======== Fragmento del documento

El texto no es liviano pero el mensaje más duro lo proporciona la imagen. Es grave cuando la sociedad comienza a sentir desconfianza con quien gobierna y con quien debe ser oposición. Ello deteriora la credibilidad de las instituciones, por supuesto, pero en el largo plazo también hace improbable la misma existencia de la política. Es una enfermedad con alto riesgo de contagio.
Como en Brasil. Las recientes elecciones municipales reflejaron la caída del PT y la fragmentación de los otros partidos grandes, el PSDB y el PMDB, al igual que el surgimiento de figuras externas a la política como el alcalde electo de São Paulo, por primera vez en primera vuelta. El riesgo de “que se vayan todos” se torna real si se agrega el reciente arresto de Eduardo Cunha, nada menos que el arquitecto del impeachment y destitución de Rousseff.
Trump, a su vez, representa un “que se vayan todos” estadounidense. Es esa idea que la política es corrupta—que a menudo lo es—y los políticos, parásitos de la sociedad—que pueden serlo. Así se refuerza la idea de un sistema quebrado al que solo alguien de afuera puede reparar. Que es como decir que la mala praxis médica también podría evitarse entregándole el quirófano a un agente de bienes raíces; lo cual, en el tiempo, eliminaría la medicina por completo.

================
======== Entradas del conjunto

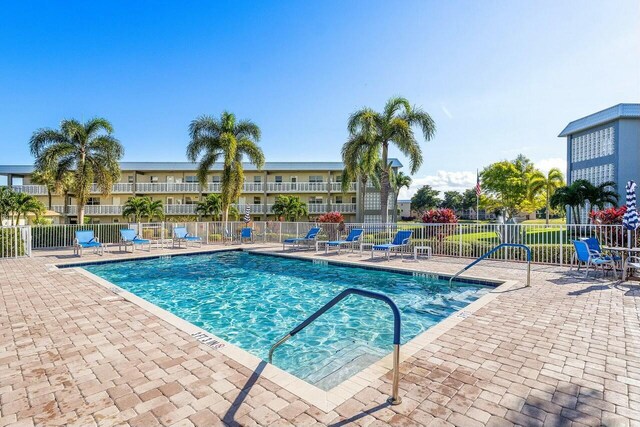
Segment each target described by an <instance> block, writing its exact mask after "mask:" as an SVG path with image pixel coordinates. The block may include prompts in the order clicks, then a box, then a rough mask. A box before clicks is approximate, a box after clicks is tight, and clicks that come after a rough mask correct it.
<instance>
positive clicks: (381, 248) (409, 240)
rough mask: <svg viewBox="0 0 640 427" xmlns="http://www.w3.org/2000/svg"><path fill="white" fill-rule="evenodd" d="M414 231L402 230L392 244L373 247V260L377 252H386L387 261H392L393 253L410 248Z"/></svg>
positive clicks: (372, 256) (387, 243)
mask: <svg viewBox="0 0 640 427" xmlns="http://www.w3.org/2000/svg"><path fill="white" fill-rule="evenodd" d="M412 234H413V231H412V230H401V231H398V232H397V233H396V237H394V238H393V241H392V242H391V243H385V244H383V245H374V246H372V247H371V258H373V254H374V252H375V251H384V252H385V254H386V255H387V260H389V259H390V255H391V252H400V251H402V250H403V249H405V248H408V247H409V243H410V241H411V235H412Z"/></svg>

================

**Tareas a realizar**.
1 > Responde según el fragmento del documento:
(a) ¿Qué se deteriora cuando la sociedad desconfía de quien gobierna y de quien debe ser oposición?
(b) ¿Qué partido cayó en las recientes elecciones municipales de Brasil?
(c) En la comparación médica, ¿a quién se entregaría el quirófano?
2 > Transcribe literalmente el pasaje del fragmento del documento que va desde "El texto no" hasta "riesgo de contagio.".
El material no tiene ningún papel en esto.

**Respuestas por apartado**.
1 >
(a) La credibilidad de las instituciones.
(b) El PT.
(c) A un agente de bienes raíces.

2 >
El texto no es liviano pero el mensaje más duro lo proporciona la imagen. Es grave cuando la sociedad comienza a sentir desconfianza con quien gobierna y con quien debe ser oposición. Ello deteriora la credibilidad de las instituciones, por supuesto, pero en el largo plazo también hace improbable la misma existencia de la política. Es una enfermedad con alto riesgo de contagio.